Was verlangt ist = Schreibe den Lesetext über den Abschied am Bahnhof und die Kommentare dazu nach seinem letzten Satz weiter.

──────── Lesetext ────────

Die letzten Tage, bis auch ihre Möbel verladen werden, verbringen sie gemeinsam im halbleeren Haus. Jede Stunde, jede Nacht, mit der die räumliche Trennung näher rückt, näht wie von Zauberhand einen Beziehungsriss nach dem anderen. Wie vor Jahren flüstern sie wieder miteinander im Dunkeln, jeder zweite Satz beginnt mit „Weißt du noch…“

„Wann kommst du wieder Oma?“ Die alte dünne Frau beugte sich zu ihr hinunter, küsste sie auf die Stirn und sagte: „Vielleicht kommst du mich das nächste Mal besuchen“. Als der Zug langsam anfuhr, das Kind in der Entfernung den Kopf der Großmutter von den anderen Fensterköpfen nicht mehr unterscheiden konnte, schaute sie nach oben zur Mutter, die weinte.

Gerade noch rechtzeitig erreichen sie den Bahnhof. Es ist dunkel, nur ein schmaler Streifen zur Bahnsteigkante ist freigeräumt vom Schnee, der sich hinter ihnen brusthoch auftürmt.
„Deine künftige Heimat“, sagt er mit einem Lächeln, das scheitert.
„Und da kommt die Bergbahn“, presst sie bei der Einfahrt des ICE heraus.
„Wir schaffen das!“
„Ja.“
.

© Ozeana (2013)
****02 Paar
23.079 Beiträge
Novemberdepression und Grau in Grau.
*traurig*
Jo
@****na

Immer wieder fein, deine Nuancen zu lesen.

Dankeschön für‘s teilen!
Die Geschichte holt in mir gerade Erinnerungen an viele Momente hoch, in denen ich die Welt nicht verstanden habe.
Als Kind und auch als Erwachsene.

Deswegen lieber *blumenschenk* als ein "danke dafür".
Liebe @****na

Ich bin ein KleineDosenSammler und bis auf eine sind Alle leer. In dieser Porzellandose mit einem sehr feinen, persischen Pfauenmotiv in blau und Gold ist etwas Kokosbutter. Manchmal gebe ich noch einen Tropfen Rosenwasser, Lorbeer- oder Rosmarinöl dazu. Einer silbernen Jugendstil Schnupftabakdose werde ich immer nachtrauern. Ich konnte mich nicht überwinden sie zu klauen. Sie gehörte Niemand und jetzt ist sie weg - für immer.
Das erinnert mich an einen nassen Novembermorgen. Ich fuhr hinter einem Laster her, der in akrobatischer Verantwortungslosigkeit durch eine viel zu schmale Landstraße donnerte und Wolken von aufgescheuchtem Wasser und weißen Federn hinter sich herzog. Die Hühner aus dem Hühner-KZ, die er geladen hatte, kommen in der Großschlachterei schon fertig gerupft und gekühlt an - nur tot sind sie noch nicht.

──────── Vorliegende Daten ────────

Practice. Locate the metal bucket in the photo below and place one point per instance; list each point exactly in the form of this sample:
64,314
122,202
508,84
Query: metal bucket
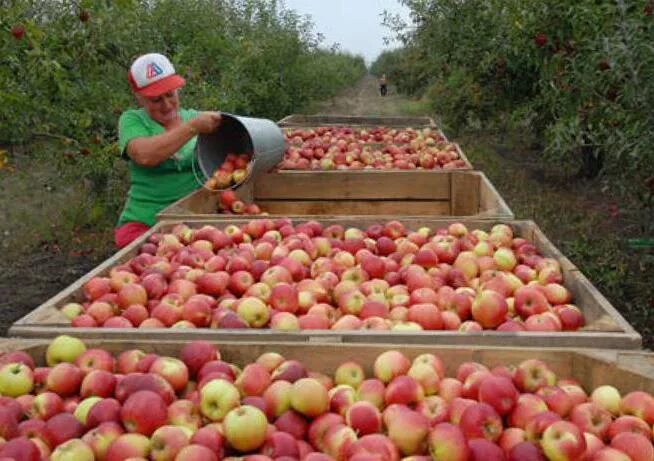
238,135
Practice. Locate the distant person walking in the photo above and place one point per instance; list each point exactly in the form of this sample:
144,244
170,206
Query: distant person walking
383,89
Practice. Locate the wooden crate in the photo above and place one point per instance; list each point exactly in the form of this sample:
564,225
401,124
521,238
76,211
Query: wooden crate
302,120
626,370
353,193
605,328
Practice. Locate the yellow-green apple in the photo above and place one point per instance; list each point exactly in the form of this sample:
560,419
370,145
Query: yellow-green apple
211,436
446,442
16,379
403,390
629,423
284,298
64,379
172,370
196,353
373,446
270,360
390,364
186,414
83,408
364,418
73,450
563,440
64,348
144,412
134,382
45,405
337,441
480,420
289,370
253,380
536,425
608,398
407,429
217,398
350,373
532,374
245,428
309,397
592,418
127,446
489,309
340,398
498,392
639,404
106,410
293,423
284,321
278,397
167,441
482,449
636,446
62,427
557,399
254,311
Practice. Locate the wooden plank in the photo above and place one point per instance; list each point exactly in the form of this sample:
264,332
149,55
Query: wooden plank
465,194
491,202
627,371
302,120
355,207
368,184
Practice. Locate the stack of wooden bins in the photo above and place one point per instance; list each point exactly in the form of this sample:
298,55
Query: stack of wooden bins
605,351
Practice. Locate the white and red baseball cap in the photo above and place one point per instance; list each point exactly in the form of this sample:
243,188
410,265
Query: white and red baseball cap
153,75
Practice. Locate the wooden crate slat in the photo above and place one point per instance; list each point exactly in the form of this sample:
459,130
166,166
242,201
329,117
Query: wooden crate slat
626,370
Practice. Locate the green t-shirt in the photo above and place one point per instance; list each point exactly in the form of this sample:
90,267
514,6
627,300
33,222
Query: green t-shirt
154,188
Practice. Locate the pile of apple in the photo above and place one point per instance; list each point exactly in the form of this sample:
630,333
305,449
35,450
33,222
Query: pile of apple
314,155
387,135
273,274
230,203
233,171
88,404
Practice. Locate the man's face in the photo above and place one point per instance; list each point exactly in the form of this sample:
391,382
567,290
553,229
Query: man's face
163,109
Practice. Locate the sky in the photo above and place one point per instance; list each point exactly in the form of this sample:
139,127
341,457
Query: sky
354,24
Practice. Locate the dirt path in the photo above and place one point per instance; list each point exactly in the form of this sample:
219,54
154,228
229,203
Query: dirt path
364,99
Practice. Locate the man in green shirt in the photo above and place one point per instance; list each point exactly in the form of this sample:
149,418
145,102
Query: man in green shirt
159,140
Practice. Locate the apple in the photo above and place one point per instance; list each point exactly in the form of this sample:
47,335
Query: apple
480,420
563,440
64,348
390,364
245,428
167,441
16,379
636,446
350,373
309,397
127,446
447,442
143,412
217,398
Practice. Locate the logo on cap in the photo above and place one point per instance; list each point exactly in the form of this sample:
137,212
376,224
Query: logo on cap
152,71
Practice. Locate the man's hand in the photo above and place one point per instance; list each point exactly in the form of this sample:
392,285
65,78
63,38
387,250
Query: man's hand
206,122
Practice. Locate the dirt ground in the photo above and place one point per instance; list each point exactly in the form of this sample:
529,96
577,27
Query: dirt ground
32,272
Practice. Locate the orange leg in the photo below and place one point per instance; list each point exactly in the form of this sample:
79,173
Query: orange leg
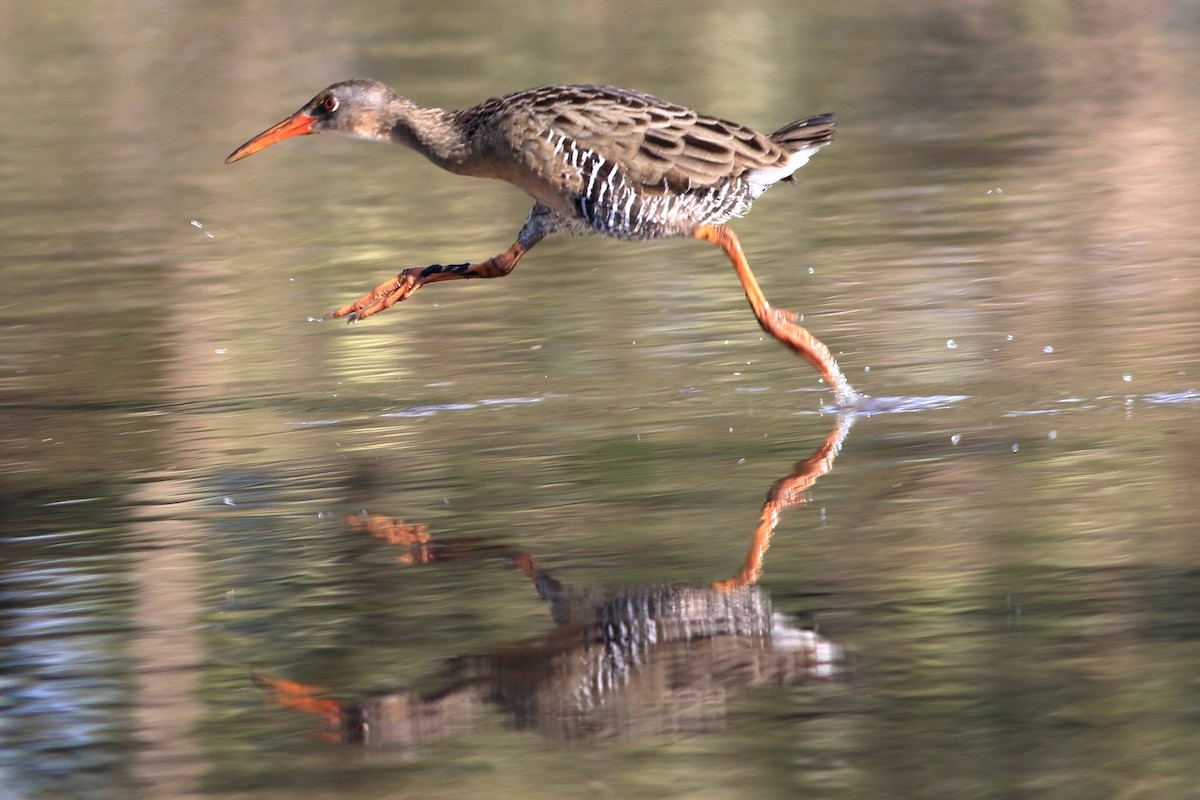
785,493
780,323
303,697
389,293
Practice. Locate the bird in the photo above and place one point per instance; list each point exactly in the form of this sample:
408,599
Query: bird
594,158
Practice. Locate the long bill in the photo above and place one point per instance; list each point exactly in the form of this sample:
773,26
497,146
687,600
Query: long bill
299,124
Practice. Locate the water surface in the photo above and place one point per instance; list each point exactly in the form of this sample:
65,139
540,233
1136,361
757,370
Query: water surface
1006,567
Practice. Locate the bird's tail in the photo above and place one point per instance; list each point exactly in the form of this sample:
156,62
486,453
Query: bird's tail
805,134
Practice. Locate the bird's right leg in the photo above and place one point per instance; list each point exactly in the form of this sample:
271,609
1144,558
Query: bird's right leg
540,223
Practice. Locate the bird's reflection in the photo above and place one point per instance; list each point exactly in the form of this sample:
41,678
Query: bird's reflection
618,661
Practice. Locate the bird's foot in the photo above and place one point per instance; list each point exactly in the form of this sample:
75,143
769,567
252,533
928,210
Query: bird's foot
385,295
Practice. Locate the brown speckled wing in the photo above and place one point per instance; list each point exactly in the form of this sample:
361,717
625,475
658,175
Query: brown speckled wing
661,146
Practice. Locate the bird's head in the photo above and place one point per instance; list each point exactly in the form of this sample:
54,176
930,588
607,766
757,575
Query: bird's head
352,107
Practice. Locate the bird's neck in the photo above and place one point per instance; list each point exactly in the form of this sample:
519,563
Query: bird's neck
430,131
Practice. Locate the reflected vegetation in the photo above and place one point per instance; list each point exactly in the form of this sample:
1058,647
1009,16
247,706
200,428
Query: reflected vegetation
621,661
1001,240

────────
──────── Vorliegende Daten ────────

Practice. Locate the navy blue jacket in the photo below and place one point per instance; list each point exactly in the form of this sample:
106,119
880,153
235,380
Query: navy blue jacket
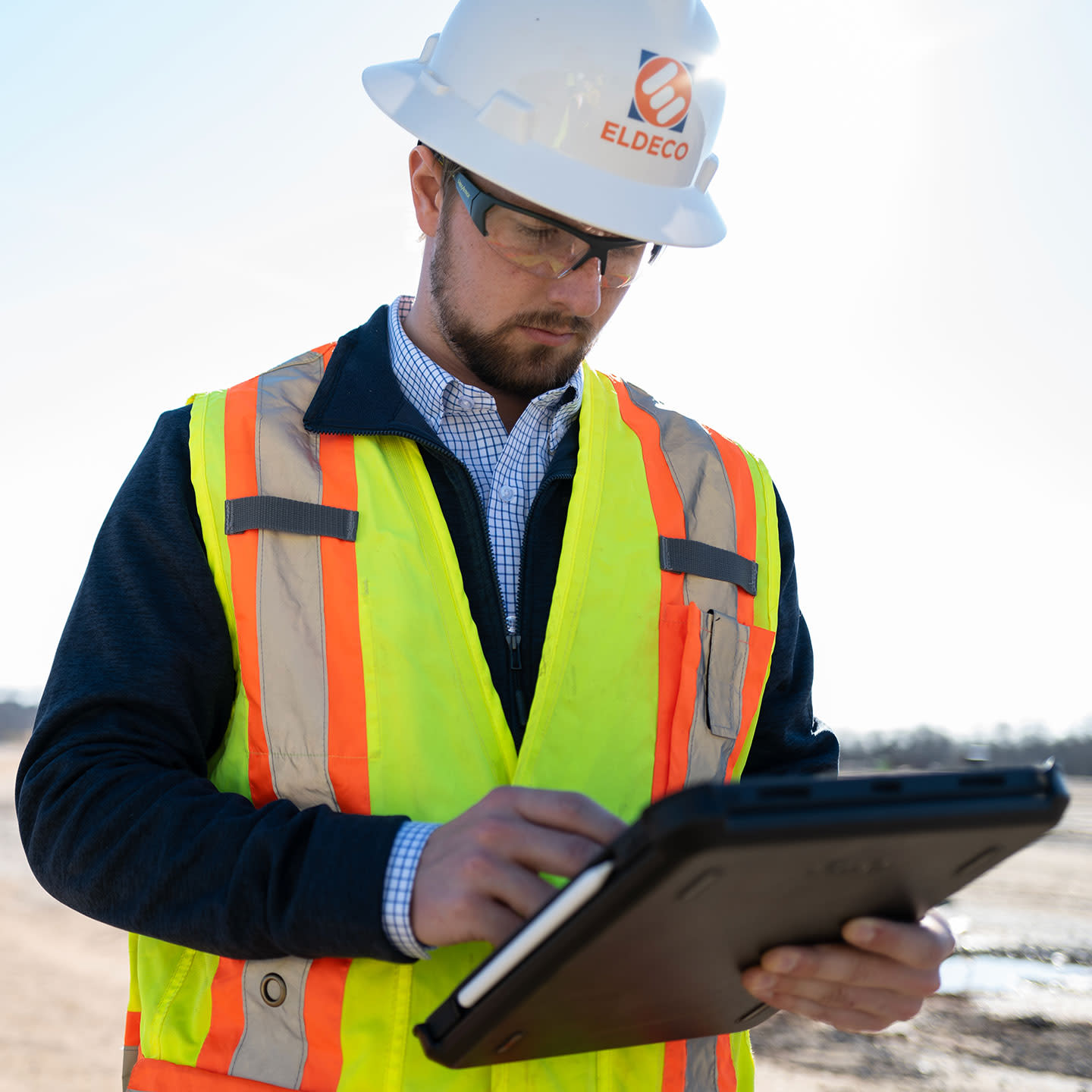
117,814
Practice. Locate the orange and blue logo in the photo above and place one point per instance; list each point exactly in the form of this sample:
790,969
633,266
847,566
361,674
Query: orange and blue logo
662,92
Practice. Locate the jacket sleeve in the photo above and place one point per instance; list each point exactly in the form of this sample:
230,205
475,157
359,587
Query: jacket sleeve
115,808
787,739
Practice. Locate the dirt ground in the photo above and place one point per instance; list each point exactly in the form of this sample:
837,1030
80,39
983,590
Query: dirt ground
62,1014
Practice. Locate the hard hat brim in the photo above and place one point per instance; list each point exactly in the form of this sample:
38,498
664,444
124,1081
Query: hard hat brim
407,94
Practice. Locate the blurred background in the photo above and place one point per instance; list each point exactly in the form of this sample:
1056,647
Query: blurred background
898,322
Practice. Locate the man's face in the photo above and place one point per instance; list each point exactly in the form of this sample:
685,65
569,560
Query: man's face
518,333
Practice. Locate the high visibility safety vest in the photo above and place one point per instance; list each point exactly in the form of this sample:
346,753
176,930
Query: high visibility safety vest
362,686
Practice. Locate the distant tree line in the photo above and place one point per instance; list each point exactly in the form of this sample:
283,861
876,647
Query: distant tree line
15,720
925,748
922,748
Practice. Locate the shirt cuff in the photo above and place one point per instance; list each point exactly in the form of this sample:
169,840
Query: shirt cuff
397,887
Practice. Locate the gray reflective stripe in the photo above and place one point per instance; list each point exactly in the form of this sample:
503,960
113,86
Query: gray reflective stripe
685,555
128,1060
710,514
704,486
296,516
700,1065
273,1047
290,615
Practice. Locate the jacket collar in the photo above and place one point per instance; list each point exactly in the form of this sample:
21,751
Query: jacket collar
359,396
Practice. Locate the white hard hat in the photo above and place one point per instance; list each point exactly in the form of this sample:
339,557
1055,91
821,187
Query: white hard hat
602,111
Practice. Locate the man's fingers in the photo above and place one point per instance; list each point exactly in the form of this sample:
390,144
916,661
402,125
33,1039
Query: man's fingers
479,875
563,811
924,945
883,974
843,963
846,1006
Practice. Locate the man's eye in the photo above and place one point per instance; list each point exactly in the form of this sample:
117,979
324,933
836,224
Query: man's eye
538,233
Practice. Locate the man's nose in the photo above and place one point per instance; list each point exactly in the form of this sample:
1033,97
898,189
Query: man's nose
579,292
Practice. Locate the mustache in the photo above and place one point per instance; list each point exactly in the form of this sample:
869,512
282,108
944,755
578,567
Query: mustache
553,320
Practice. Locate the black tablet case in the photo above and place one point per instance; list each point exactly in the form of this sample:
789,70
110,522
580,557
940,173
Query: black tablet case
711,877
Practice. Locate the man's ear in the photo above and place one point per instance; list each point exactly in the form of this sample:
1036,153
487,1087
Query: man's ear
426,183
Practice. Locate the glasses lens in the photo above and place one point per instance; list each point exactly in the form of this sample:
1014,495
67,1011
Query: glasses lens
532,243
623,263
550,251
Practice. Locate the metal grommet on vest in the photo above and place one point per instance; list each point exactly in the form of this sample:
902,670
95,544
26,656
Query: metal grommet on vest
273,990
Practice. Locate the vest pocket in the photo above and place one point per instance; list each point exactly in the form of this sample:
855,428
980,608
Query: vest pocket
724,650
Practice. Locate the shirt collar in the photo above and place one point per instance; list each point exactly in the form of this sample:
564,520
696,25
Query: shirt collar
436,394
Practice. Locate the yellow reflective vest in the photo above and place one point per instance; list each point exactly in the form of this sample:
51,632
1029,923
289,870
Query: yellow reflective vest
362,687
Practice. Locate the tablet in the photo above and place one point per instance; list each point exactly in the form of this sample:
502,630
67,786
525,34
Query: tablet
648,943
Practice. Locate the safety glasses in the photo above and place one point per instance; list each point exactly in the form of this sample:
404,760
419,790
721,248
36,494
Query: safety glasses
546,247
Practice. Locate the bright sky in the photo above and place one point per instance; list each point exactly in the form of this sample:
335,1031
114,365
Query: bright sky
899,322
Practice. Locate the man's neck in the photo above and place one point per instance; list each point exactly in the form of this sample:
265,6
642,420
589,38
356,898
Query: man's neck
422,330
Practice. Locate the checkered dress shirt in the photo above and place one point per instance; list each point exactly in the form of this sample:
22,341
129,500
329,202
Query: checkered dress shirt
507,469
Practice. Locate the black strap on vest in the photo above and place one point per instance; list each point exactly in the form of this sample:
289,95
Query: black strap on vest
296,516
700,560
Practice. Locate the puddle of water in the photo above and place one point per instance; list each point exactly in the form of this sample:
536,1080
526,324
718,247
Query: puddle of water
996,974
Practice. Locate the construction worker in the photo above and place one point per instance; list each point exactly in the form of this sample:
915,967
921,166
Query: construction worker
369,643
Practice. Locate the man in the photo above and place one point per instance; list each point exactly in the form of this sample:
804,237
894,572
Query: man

────────
──────── Vorliegende Daten ────────

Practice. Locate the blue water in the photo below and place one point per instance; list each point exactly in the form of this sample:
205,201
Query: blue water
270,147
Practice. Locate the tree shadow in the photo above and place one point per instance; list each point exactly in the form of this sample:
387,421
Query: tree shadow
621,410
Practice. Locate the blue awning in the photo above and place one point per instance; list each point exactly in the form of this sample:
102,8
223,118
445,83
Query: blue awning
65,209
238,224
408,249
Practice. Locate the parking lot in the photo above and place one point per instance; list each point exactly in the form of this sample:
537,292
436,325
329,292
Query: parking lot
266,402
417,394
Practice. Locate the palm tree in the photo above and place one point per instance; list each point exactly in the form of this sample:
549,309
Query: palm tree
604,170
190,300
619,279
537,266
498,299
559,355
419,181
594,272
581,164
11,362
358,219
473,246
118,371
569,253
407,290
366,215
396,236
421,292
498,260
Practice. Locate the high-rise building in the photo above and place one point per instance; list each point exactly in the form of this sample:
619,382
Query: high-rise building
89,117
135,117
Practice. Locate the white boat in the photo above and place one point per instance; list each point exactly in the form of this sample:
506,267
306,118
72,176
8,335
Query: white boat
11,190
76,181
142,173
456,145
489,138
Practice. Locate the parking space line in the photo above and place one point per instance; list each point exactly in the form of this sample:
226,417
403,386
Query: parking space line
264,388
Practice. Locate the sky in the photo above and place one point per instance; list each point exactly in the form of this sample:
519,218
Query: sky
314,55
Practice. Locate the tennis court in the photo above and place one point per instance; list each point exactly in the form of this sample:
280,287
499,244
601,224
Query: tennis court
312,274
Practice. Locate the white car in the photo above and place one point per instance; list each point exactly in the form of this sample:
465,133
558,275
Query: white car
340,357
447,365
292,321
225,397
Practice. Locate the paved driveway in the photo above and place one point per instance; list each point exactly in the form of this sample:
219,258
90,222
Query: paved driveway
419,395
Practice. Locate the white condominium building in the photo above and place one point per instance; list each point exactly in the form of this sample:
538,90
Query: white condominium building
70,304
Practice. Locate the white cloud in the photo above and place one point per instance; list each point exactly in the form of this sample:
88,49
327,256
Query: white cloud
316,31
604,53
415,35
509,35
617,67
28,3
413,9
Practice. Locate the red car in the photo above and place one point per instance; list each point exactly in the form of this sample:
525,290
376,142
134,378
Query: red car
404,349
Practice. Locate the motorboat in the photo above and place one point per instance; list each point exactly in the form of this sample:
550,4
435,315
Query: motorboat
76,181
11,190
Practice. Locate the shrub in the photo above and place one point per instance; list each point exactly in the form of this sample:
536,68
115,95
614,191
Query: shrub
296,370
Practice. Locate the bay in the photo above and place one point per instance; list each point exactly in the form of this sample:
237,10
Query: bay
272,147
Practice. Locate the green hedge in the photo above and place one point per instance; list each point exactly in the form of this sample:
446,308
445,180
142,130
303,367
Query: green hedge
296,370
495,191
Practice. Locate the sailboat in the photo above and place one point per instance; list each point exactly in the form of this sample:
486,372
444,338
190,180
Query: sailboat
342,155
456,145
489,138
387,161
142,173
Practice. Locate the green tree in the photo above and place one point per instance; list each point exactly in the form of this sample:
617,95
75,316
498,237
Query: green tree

────────

Ergebnis =
Plötzlich flog ein ganzes Huhn durch die Luft, flatterte hilflos bevor es am Straßenrand aufschlug und ich fuhr weiter. Ich hatte es noch eiliger als der Laster. Ich dachte, das Huhn verscheißt mir das ganze Auto, wenn ich es mitnehme und außerdem wird die Ausstellungseröffnung, über die ich berichten wollte, vorbei sein, wenn ich jetzt auch noch umkehre um ein halbfertig gerupftes Huhn aufzusammeln. Als ich nach der Vernissage zurück kam, war das Huhn weg.
Seither muss ich immer wenn ich auf dieser Straße fahre an dieses Huhn denken, seit mindestens zwanzig Jahren. Ich hätte ein Holzhäuschen im Garten bauen können. So ein Huhn kostet ab Hühner-KZ kaum einen Euro, ist also nahezu wertlos. Ich esse Hühner, Kälber, Schweine, Rinder, Lämmer, Tauben, Fische oder Muscheln und Krebse, das ist nicht die Frage. Nur dieses eine Huhn hätte ich mitnehmen und bei mir wohnen lassen sollen. Wir hätten ein schönes Leben miteinander gehabt, wären Freunde geworden und ich hätte geweint, wenn es gestorben wäre. Vor Allem aber hätte ich einem missachtetem Huhn das mir vor die Füße geworfen wurde, die Achtung entgegengebracht, die es verdient und könnte mir dafür ein paar Sünden vergeben.

Danke Ozeana, dass Du mir gezeigt hast, dass meine Dosen gar nicht leer sind, sondern voller Erinnerungen.
@*********htar
Das ist wirklich das Beste, was ich je von dir gelesen habe.

Und ich schäme mich bis heute, dass ich auf der Autofahrt durch's nächtliche Tbilisi den Fahrer (immerhin meinen Ex-Mann) nicht zum Anhalten bewegt habe.
Um nachzusehen, welchem Tier der Todesschrei entwichen war.

Im "Tiere erlösen" bin ich nämlich leider, leider sehr gut.
Aber das versteht kaum jemand.
*g*
*********enTe Frau
1.588 Beiträge
Dein Wortwerk tröstet mich. Wie wohltuend Stellvertreter manchmal sein können.
Du hast eine wunderschöne Gabe, Ozeana, du berührst Menschen in ihrem Inneren.
Mich. Immer wieder.
**********ddler Mann
49 Beiträge
Erneut eine schöne, eine melancholisch-schöne Geschchte und:
"ein Lächeln, das scheitert" ist einfach sensationell!